■ EXERCISE DESCRIPTION
If a line below contains "trousers", add it to your tally, then answer with the tally alone.

═══ INFORMATION

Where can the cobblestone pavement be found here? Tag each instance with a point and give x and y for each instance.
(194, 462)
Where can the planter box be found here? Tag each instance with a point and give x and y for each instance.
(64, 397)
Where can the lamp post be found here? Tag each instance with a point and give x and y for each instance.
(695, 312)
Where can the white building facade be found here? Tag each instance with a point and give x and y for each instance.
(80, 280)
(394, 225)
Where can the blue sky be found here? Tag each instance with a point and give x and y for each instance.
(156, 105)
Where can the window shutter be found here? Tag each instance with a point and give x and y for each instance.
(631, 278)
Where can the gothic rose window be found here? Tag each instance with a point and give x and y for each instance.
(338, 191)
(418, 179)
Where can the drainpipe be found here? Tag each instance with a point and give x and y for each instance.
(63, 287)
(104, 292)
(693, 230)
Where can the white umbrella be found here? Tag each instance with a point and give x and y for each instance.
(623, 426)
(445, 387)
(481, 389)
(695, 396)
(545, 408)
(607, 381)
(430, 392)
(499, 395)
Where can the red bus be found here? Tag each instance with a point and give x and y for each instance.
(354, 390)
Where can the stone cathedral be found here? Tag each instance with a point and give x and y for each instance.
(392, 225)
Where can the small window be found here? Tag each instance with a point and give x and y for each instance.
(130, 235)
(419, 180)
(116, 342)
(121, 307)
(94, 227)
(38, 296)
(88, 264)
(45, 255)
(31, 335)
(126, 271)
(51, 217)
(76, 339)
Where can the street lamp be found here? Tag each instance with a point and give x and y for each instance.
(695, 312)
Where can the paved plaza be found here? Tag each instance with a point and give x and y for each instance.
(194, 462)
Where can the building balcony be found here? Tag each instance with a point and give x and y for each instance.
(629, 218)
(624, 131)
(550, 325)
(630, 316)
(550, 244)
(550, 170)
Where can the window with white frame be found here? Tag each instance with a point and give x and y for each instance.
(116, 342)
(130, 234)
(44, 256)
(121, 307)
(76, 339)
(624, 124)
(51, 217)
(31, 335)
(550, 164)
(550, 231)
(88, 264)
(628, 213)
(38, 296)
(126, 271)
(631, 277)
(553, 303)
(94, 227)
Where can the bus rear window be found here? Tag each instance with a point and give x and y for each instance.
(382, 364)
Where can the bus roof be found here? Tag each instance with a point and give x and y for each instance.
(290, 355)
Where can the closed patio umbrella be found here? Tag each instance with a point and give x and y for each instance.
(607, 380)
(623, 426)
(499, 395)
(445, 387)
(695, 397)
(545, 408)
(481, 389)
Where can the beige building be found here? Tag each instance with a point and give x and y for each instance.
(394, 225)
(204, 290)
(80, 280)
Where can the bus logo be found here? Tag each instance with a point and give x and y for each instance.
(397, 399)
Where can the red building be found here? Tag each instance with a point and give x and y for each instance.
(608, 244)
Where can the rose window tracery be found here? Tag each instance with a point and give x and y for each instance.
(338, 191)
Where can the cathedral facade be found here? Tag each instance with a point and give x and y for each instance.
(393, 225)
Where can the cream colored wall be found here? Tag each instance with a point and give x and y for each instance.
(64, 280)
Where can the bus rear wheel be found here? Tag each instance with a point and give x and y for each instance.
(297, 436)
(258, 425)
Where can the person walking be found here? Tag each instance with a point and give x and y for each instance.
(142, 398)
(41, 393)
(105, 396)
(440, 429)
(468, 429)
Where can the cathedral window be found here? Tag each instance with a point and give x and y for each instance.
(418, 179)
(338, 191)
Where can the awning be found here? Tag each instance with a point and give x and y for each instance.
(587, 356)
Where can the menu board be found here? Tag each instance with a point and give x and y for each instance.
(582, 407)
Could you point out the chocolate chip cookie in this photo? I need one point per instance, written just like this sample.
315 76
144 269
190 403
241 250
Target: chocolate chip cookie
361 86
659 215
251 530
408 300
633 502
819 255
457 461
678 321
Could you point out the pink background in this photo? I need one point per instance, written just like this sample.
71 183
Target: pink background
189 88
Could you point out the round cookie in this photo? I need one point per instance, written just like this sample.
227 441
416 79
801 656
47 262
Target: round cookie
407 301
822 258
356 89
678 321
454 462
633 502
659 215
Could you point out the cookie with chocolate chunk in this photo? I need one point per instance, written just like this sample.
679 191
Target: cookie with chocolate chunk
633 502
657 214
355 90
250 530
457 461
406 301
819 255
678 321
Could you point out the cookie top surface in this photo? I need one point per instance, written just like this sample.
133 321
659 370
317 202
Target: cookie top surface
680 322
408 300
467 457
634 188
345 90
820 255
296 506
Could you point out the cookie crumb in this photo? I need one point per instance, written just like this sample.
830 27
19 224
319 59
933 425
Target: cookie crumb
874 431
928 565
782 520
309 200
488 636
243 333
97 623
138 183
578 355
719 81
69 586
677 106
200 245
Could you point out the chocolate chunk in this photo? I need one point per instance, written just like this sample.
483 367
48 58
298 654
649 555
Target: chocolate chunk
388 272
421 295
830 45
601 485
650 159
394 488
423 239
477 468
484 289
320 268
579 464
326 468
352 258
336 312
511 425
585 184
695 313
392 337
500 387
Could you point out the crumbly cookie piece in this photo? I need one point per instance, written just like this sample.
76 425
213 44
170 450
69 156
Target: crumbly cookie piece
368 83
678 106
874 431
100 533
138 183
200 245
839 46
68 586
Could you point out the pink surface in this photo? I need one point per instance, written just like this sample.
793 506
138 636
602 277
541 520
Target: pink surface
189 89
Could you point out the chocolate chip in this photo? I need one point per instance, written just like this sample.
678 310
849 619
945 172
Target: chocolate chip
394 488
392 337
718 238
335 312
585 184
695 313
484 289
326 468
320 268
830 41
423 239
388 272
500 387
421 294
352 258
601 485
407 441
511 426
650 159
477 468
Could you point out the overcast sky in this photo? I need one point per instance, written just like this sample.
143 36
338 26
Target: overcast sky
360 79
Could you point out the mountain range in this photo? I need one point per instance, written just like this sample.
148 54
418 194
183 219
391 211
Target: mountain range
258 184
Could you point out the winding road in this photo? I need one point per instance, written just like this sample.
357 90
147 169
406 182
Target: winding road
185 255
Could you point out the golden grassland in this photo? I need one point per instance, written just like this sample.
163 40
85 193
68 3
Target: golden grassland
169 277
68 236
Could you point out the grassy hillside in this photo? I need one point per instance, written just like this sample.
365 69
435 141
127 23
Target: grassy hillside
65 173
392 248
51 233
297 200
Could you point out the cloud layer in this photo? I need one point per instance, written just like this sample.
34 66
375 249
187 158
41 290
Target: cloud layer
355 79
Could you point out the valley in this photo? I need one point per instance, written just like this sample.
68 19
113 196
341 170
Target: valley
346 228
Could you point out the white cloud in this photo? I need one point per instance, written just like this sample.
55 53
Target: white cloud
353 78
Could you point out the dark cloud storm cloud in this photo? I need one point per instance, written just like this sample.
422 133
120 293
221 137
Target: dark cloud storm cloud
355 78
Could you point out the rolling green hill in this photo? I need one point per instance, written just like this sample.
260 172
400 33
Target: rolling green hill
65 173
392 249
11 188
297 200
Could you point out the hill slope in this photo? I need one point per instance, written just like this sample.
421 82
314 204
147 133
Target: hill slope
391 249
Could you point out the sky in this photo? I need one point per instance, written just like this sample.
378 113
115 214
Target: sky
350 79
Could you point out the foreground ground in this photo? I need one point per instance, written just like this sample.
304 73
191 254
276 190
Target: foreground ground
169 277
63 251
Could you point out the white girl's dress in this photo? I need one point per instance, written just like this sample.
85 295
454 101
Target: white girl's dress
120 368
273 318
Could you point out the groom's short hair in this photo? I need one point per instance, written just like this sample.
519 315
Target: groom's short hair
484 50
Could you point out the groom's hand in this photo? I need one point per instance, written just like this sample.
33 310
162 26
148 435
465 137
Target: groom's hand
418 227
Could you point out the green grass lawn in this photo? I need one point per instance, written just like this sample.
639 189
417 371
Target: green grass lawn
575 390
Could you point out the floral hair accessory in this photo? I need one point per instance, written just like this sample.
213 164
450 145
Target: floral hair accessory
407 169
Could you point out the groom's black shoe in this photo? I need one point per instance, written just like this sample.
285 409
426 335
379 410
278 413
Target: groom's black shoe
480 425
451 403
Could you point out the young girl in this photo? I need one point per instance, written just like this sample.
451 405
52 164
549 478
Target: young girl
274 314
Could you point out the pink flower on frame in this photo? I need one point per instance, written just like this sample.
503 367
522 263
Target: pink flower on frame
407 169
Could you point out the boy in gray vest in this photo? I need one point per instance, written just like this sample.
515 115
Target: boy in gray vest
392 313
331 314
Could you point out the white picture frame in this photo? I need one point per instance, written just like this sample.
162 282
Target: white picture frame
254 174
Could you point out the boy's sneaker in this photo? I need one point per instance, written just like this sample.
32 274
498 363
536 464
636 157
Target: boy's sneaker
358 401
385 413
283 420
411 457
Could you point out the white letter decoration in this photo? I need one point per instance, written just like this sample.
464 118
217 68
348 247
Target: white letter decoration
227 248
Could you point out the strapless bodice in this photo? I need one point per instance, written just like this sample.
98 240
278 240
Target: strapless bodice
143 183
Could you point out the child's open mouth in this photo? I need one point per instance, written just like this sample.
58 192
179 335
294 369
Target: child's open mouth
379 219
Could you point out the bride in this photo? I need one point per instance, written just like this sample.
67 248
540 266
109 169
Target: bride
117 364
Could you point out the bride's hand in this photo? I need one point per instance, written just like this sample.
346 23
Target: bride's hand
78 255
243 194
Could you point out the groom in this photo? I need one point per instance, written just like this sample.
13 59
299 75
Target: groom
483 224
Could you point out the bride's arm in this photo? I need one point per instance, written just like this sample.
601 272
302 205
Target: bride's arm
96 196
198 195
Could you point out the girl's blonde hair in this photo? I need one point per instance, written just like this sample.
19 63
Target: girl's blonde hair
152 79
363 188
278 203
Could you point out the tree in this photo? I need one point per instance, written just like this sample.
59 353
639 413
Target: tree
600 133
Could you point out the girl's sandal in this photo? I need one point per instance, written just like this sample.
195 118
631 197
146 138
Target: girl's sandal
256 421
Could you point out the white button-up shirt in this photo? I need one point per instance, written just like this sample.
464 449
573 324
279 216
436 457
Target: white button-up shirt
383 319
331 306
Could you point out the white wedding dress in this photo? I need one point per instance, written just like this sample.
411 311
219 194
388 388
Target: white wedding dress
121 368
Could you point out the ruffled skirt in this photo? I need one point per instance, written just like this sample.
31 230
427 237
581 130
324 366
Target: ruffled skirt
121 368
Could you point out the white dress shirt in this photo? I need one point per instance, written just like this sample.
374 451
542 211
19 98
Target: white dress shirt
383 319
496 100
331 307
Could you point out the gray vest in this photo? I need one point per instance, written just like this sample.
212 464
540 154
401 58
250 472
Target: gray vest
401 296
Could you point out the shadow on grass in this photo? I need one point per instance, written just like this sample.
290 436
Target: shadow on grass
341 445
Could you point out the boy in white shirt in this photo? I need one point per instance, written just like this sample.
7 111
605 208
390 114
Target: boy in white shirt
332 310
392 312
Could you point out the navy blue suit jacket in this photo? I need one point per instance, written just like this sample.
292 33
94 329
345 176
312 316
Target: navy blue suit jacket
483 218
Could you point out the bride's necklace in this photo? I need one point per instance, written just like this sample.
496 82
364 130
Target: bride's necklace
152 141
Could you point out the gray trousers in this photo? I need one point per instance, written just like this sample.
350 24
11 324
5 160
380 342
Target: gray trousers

══════

■ ANSWER FOR THIS EXERCISE
2